## What is required
Could you repeat the listing from the line with "Locate every instance of the coconut" through its end, swapping "coconut palm" for "date palm" and keeping everything else the same?

Start

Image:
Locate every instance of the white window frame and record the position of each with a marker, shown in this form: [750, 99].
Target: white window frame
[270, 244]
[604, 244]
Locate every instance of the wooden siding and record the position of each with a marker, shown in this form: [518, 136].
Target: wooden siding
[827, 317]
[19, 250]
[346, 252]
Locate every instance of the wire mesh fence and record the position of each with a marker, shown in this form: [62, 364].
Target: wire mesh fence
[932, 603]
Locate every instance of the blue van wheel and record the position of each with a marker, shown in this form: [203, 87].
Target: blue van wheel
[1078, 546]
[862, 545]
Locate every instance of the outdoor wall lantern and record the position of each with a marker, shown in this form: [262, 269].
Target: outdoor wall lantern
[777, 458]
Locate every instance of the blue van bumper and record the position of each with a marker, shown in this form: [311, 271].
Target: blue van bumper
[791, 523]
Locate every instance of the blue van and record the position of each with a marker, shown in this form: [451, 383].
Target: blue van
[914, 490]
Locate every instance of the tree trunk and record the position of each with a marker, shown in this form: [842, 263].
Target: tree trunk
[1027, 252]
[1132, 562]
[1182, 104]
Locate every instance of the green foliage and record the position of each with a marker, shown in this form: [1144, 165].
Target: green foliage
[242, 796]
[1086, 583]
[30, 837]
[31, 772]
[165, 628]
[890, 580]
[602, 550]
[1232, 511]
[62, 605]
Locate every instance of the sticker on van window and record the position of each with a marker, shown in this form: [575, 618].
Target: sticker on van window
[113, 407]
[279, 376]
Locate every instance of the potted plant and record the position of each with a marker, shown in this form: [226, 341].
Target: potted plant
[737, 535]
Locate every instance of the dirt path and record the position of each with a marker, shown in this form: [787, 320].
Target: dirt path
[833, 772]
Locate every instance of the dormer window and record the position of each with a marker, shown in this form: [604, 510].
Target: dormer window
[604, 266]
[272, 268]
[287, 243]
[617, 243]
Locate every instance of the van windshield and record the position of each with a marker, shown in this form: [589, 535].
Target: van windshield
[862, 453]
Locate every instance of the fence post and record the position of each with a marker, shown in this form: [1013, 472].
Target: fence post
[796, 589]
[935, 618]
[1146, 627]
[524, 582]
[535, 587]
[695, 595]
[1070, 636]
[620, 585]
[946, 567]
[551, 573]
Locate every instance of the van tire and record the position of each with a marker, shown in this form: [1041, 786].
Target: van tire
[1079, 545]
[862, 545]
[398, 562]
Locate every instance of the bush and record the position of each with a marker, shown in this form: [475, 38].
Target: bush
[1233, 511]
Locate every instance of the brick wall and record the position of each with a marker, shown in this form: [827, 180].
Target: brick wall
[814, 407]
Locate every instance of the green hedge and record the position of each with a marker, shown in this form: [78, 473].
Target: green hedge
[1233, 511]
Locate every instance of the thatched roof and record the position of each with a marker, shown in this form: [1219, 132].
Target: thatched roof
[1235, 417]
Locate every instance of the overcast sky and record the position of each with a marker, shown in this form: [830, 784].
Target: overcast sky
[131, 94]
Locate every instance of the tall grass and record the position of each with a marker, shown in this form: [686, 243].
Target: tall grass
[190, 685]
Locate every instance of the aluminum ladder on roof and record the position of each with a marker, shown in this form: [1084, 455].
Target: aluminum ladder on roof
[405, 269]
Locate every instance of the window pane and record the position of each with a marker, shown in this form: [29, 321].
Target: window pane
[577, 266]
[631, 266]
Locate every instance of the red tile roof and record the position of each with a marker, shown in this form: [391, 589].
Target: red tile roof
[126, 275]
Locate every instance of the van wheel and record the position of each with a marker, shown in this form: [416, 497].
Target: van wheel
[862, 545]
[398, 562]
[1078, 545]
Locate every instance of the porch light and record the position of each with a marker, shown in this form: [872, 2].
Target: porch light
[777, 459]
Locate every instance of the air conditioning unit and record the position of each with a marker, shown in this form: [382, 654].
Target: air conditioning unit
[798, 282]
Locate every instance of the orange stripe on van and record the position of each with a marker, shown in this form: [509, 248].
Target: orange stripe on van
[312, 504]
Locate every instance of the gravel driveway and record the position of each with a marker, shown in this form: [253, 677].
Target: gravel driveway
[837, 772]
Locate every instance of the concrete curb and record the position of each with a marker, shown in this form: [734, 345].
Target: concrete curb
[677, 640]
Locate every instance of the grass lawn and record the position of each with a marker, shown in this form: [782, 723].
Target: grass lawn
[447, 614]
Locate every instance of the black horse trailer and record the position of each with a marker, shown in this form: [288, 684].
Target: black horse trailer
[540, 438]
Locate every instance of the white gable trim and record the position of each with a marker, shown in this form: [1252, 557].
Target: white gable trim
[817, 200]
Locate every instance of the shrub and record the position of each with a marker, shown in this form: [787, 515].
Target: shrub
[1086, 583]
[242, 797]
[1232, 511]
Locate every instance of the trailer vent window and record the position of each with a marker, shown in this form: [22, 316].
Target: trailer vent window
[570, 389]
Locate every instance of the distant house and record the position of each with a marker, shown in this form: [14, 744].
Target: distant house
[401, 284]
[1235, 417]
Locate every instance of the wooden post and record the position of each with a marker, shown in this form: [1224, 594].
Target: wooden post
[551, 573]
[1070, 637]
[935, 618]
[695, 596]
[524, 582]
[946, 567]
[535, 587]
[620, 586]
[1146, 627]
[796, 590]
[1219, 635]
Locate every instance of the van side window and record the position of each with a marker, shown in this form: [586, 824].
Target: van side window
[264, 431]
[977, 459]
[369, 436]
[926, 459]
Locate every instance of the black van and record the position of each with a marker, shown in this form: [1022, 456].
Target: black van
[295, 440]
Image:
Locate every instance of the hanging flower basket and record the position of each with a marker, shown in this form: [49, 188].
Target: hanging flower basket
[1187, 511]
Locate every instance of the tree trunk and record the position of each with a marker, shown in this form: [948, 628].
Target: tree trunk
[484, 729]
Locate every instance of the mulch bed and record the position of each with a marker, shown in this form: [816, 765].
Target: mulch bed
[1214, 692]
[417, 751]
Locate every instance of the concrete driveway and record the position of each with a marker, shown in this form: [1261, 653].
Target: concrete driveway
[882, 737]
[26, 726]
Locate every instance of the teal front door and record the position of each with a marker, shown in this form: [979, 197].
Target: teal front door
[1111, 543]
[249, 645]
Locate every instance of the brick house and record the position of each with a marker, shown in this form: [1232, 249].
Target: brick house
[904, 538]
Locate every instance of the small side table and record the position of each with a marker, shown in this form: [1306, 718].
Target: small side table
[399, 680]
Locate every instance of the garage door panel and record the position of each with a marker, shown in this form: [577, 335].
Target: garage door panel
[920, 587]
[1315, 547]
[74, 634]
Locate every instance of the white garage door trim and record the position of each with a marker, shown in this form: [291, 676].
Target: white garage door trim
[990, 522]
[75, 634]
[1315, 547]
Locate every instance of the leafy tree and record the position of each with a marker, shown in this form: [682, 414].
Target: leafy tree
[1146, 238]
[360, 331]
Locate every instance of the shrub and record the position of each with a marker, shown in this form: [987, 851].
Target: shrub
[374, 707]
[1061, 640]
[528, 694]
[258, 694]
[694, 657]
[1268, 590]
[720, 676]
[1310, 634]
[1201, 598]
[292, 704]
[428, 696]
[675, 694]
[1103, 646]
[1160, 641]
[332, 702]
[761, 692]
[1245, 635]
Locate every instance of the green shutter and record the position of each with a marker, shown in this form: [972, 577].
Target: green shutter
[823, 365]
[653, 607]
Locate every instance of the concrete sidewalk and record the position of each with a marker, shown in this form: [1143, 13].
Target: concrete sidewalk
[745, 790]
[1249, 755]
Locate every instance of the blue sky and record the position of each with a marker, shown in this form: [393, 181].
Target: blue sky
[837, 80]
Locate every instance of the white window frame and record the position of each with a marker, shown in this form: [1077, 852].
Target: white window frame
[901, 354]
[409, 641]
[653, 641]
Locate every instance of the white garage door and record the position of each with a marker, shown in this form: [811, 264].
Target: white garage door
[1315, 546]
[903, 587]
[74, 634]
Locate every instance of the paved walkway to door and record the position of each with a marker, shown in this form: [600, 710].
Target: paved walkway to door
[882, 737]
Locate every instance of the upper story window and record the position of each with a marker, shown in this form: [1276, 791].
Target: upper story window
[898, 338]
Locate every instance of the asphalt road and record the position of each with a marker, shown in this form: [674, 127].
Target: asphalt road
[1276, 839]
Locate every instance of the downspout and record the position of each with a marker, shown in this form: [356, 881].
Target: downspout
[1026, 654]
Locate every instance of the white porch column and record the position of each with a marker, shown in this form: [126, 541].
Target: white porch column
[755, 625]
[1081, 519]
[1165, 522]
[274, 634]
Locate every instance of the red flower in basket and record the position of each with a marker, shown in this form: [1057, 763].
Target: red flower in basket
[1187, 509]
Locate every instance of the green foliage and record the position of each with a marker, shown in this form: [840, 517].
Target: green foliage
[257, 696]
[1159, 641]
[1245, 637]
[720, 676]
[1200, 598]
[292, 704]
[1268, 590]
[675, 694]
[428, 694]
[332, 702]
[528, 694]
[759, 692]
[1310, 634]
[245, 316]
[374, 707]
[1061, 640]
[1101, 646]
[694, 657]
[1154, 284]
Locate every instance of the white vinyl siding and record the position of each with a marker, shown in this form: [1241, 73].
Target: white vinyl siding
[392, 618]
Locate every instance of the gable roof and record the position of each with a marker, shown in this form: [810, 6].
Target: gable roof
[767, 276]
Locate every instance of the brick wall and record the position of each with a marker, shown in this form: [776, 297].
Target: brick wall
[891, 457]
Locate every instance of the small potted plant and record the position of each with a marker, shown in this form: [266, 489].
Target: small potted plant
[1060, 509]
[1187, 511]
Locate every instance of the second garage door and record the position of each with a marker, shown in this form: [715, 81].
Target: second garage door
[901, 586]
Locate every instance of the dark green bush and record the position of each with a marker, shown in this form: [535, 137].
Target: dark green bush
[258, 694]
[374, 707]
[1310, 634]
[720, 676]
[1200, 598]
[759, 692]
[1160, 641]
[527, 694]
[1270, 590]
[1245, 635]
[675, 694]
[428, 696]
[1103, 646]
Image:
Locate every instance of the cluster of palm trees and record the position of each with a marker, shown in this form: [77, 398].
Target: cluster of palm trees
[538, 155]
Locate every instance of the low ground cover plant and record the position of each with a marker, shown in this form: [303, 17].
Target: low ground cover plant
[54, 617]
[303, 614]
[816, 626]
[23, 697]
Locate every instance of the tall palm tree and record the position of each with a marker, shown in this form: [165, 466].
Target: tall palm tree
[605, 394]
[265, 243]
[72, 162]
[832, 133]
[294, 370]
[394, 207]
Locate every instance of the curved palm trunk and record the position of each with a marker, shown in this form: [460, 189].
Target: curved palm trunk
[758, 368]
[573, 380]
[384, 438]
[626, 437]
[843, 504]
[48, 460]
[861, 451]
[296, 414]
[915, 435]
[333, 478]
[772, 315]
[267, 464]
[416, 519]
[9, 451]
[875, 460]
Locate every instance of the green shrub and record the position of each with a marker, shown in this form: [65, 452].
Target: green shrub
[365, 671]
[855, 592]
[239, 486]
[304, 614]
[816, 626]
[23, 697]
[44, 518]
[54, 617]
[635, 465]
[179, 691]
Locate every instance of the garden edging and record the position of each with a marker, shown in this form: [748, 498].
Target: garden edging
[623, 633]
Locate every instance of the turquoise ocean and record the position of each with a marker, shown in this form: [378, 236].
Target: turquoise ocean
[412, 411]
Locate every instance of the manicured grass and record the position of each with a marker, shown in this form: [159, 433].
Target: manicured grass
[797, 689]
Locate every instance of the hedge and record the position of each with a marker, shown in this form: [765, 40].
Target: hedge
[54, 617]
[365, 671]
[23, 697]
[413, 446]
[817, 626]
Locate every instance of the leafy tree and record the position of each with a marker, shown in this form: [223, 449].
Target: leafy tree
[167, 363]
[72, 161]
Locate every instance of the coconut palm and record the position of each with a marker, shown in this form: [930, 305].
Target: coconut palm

End

## Answer
Locate every instance of the date palm and record the position of each with a marker, shown in this form: [930, 305].
Target: date palm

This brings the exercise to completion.